# Document start

Guard signs letter to play at Loyola

Denzel Brito, who helped lead St. Lawrence Academy in Groton, Mass., to a state basketball championship, has signed a letter of intent to play at Loyola University Chicago.
Here is the story, as it broke,  on
By Ed Collins
Denzel Brito has come a long way since getting cut from the Wareham Middle School basketball team.
A 6-foot-1 guard who wound up starring at Lawrence Academy in Groton, Brito signed a national letter of intent to play Division 1 basketball at Loyola University of Chicago on Thursday, making the announcement on the court at the Gleason Family YMCA where he put in a lot of time developing his game.
“I started right here in this very gym and this is where I wanted to make my announcement,” Brito said. “Looking back, getting cut was a good thing. It made me work even harder and gave me the extra motivation I needed to show people what I could do.”
After playing his freshman year at Wareham High School, Brito transferred to Lawrence Academy, where he helped lead the Spartans to a 29-0 record and the Class C New England Championship this past season.
“It was tough leaving home, but it was the right decision,” Brito said. “The whole experience has been great. I’ve accomplished a lot in the classroom and on the court.”
Brito, who ended up choosing Loyola over Hofstra and Florida Atlantic, said his visit to Chicago made a big impression on him.
“It’s a great school, I like the coaches and my teammates, and it felt like a family environment,” said Brito, who also received interest as a football player from Connecticut, Syracuse, Boston College, and Penn State after playing wide receiver and defensive back on the Spartans’ 9-0 football team. “I come from a very close family, so that was important to me.”
Brito’s parents, Lu Brtto and Tanya Pina, were on hand for the signing along with his grandparents, some aunts and uncles, and his little sister. The announcement came as a big relief to everyone.

# Document end
# Provided records start

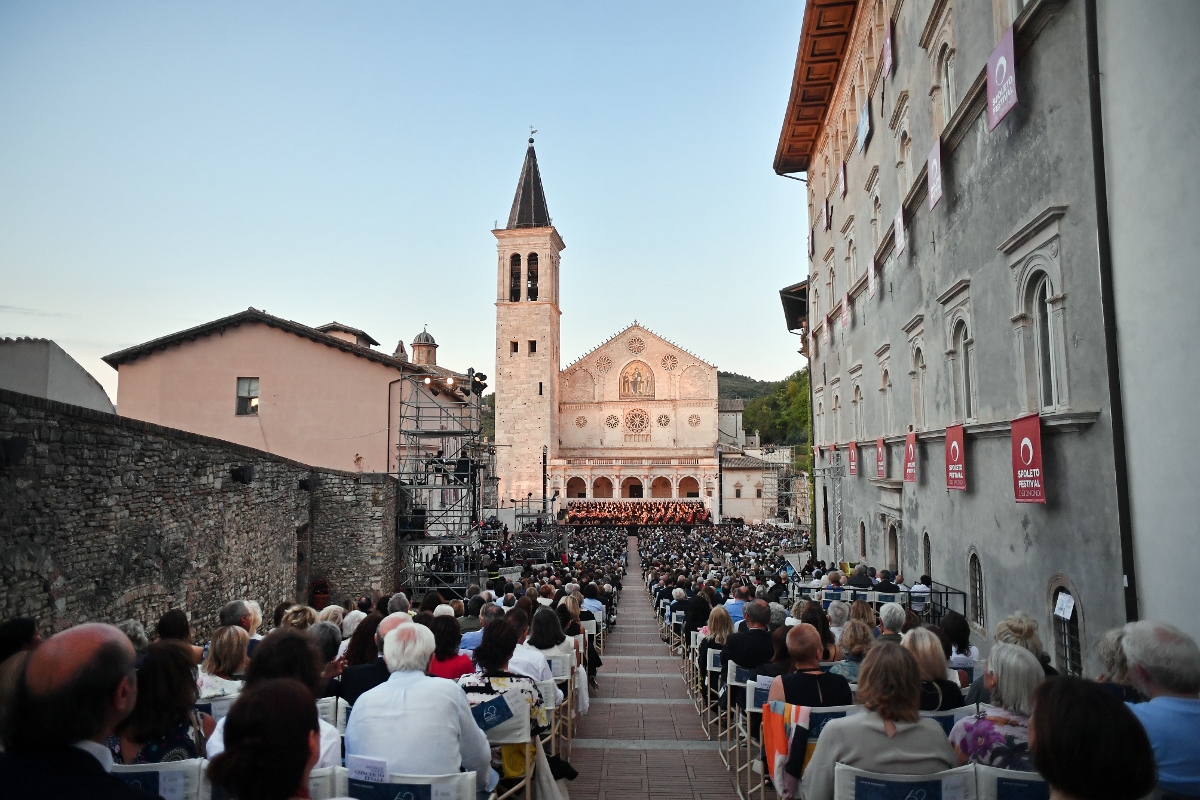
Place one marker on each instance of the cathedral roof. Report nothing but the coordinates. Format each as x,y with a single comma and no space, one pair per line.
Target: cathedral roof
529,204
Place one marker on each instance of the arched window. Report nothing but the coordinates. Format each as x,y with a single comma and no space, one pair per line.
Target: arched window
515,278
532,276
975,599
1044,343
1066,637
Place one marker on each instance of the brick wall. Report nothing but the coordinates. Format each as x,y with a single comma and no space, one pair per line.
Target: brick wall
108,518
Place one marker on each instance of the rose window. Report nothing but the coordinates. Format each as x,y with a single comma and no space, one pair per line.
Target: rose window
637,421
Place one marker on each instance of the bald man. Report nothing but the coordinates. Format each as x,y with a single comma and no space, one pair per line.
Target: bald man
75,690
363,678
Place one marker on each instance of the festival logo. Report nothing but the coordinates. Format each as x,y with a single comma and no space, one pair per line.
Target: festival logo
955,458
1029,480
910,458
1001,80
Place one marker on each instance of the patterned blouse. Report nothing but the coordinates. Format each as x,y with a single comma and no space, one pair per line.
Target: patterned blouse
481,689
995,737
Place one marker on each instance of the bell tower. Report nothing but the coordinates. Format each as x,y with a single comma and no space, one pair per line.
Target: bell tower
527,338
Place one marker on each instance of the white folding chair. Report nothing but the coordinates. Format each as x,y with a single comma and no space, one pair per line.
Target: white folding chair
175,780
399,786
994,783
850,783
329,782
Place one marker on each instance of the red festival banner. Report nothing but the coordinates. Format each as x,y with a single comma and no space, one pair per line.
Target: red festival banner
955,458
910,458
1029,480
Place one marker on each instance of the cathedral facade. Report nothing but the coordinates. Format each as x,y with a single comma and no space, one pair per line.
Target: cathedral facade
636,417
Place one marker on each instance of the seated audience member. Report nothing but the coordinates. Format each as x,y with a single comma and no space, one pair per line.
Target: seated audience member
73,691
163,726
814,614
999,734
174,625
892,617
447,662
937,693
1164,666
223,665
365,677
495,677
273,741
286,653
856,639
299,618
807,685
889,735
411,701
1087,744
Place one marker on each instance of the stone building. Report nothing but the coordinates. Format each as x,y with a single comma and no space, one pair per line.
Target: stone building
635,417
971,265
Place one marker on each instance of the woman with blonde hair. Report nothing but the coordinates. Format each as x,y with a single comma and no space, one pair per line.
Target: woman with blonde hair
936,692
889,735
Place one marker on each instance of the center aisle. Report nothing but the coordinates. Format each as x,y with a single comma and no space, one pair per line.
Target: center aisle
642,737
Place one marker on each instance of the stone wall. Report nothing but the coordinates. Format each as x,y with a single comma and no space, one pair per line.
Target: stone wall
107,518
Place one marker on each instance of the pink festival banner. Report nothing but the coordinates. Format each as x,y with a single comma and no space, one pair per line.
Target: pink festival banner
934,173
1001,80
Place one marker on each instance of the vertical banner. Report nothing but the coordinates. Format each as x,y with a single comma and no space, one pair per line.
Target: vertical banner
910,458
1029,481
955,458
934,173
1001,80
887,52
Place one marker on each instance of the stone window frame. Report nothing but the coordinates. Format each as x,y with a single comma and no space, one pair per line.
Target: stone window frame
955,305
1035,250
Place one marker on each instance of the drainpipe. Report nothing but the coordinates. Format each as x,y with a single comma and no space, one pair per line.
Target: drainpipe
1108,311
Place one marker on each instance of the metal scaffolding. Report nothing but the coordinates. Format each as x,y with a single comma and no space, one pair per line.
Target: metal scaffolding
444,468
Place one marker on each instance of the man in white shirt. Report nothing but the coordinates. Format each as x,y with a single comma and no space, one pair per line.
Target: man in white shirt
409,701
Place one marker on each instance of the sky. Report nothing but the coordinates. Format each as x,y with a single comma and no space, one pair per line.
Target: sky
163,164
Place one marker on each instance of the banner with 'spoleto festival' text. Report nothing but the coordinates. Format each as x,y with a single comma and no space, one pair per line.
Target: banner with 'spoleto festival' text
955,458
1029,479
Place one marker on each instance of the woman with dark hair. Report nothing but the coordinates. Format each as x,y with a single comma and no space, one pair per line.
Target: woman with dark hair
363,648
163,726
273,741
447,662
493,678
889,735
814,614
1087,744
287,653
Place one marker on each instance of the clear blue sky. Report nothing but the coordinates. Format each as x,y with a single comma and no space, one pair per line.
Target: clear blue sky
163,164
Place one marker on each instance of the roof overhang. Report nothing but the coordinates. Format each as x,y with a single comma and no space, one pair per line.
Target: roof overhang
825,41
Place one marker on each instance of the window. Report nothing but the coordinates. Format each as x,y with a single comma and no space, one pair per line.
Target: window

# Provided records end
# Provided records start

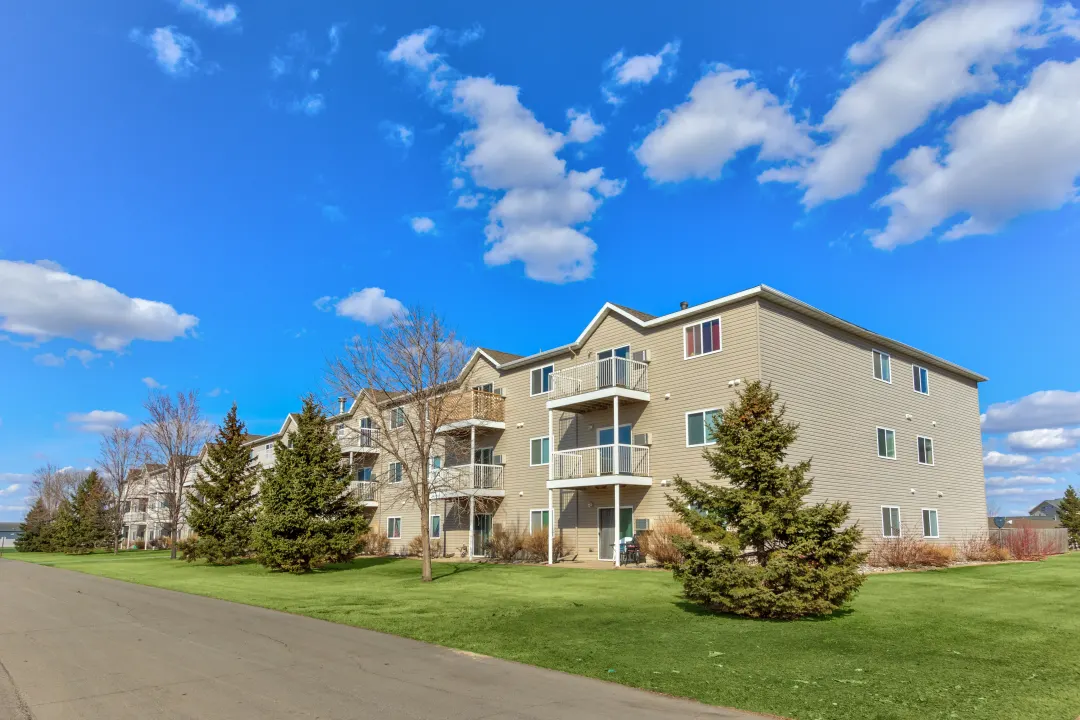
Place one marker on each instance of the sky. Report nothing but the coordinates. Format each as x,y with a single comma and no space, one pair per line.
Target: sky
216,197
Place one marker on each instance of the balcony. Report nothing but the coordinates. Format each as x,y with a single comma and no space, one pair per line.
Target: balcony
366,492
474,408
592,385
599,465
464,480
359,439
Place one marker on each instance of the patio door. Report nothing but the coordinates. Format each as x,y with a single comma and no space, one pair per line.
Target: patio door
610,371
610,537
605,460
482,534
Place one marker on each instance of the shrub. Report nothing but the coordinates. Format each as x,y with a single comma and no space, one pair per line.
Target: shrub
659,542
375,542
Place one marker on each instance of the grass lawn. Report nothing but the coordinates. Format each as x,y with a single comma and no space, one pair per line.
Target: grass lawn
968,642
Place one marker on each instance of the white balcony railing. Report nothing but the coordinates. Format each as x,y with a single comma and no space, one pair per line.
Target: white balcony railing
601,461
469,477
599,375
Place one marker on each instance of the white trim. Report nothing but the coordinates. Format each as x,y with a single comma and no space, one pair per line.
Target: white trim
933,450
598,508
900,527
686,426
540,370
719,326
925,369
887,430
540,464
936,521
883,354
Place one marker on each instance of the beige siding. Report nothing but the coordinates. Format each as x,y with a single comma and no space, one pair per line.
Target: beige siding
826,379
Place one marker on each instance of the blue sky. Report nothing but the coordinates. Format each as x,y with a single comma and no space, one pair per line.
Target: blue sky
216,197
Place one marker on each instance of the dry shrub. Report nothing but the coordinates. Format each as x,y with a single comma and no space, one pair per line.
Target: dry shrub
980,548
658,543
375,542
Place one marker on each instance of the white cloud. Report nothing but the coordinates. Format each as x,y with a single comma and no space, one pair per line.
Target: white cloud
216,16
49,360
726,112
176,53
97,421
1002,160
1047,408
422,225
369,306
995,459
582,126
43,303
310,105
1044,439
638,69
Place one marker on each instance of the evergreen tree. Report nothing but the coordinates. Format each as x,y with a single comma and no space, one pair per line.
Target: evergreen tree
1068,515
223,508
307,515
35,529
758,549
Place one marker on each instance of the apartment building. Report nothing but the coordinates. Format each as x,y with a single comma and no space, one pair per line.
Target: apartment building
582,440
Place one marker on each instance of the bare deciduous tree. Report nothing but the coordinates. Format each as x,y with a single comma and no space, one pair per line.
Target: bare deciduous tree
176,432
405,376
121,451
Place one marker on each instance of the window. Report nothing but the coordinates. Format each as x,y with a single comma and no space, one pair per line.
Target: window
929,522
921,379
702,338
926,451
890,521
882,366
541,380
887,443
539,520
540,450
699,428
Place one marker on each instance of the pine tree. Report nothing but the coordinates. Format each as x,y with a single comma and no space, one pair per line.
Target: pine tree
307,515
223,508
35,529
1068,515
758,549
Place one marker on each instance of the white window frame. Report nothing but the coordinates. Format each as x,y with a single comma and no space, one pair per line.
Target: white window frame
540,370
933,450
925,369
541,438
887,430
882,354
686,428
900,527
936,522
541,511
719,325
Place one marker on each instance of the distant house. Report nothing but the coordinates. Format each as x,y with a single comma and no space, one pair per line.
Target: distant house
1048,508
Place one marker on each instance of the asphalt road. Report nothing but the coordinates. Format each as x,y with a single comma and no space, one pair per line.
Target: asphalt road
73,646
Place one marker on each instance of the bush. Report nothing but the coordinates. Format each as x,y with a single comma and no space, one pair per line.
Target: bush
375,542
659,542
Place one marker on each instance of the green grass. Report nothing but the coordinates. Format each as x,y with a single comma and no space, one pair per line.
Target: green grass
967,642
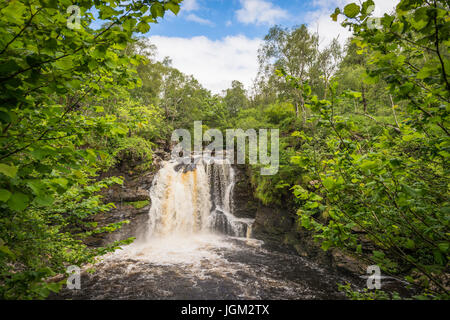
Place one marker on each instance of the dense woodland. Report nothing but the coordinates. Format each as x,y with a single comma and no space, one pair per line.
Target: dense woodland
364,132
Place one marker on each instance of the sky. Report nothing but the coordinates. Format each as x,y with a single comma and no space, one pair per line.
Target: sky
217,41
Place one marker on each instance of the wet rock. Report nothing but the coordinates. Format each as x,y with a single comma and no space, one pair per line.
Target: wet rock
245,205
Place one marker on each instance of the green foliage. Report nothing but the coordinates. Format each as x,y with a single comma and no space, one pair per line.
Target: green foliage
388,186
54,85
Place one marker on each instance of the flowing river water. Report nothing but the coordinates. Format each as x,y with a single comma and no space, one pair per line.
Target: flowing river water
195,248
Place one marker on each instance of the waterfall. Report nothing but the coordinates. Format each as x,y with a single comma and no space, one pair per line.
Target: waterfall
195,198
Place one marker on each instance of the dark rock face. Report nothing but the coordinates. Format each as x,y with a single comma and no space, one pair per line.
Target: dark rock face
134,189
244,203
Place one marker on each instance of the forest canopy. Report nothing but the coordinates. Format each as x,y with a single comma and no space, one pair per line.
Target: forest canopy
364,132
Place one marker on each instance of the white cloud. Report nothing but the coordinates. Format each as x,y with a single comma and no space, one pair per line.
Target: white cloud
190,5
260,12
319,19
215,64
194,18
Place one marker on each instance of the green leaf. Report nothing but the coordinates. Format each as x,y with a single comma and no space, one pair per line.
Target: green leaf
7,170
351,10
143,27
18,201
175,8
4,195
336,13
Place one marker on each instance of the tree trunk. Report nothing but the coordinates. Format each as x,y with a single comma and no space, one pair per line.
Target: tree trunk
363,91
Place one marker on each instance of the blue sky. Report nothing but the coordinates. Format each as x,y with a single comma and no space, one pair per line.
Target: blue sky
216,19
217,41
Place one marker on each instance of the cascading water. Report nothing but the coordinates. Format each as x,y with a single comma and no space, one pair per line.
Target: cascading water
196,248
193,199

# Provided records end

Work to complete.
a: Answer these questions from the article on Denzel Brito's signing with Loyola:
(i) Which team cut Brito before his high school career?
(ii) What record did Lawrence Academy's basketball team finish with this past season?
(iii) Which two schools did Brito pass over in choosing Loyola?
b: Write the next few paragraphs of the article on Denzel Brito's signing with Loyola, picking up after its final sentence.

Answers for the exercise.
a:
(i) The Wareham Middle School basketball team
(ii) 29-0
(iii) Hofstra and Florida Atlantic

b:
“It’s been stressful, because there are a whole lot of things you have to consider,” said Lu Britto, who works as the senior program director at the Gleason YMCA. “You have to look at things from every angle in an attempt to figure out what the best fit is going to be. It took a lot of blood, sweat and tears to get here, but we’re all happy with Denzel’s choice.”
Brito will play for head coach Jim Whitesell at Loyola in the Horizon League, the conference that Butler came out of this past season to reach the NCAA finals before losing to Duke.
The Ramblers, who wrapped up a 14-16 season with an 80-66 loss to Cleveland State in the first round of the conference tournament, haven’t played in the NCAA Tournament since 1985, so Brito is hoping to help change that.
“That’s every player’s dream and I’m looking forward to the challenge. It’s a very competitive conference and we’ll be playing a tough overall schedule, so we’re going to have our work cut out for us,” Brito said. “The big things for me will be building some confidence and working hard every day at practice to earn playing time.”
Brito, who plans to major in sports management, will graduate from Lawrence Academy on June 4. He’ll leave for Loyola on July 6 to start taking some summer courses and begin a workout and conditioning program, and he’s anxious to start a new chapter in his life.
“This is what I’ve been working so hard for and the time is now. It’s an opportunity that I want to make the most of,” Brito said. “A lot of people have supported me along the way and I don’t want to let them, or myself, down.”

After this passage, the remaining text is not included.